Stored items:
┌──

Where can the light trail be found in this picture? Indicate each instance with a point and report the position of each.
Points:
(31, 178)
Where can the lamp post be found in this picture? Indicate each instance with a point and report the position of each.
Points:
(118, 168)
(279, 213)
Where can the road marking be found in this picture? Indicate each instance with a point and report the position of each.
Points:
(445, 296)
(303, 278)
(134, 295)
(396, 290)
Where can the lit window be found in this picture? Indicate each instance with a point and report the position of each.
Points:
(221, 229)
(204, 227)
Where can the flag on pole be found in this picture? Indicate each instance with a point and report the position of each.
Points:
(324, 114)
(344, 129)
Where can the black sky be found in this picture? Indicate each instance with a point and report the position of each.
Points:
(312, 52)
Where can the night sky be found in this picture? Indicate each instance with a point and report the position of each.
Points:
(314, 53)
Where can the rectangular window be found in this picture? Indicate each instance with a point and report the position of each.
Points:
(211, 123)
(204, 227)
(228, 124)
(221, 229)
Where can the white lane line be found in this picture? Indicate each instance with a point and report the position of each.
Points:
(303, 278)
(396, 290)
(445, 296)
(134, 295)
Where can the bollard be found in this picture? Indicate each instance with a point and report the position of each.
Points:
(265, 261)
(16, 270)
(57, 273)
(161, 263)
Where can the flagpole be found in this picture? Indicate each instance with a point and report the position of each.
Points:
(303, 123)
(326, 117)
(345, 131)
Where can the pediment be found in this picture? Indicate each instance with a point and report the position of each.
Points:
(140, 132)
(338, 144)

└──

Exercise description: Return, from the data above, each line in which the string "window" appears.

Result for this exercise:
Where can the lit window be found in this picture? Indicate each instance with a point and report the position of each.
Where can the rectangular window be found in this picture? Indicate each instance with a point and report the position of each.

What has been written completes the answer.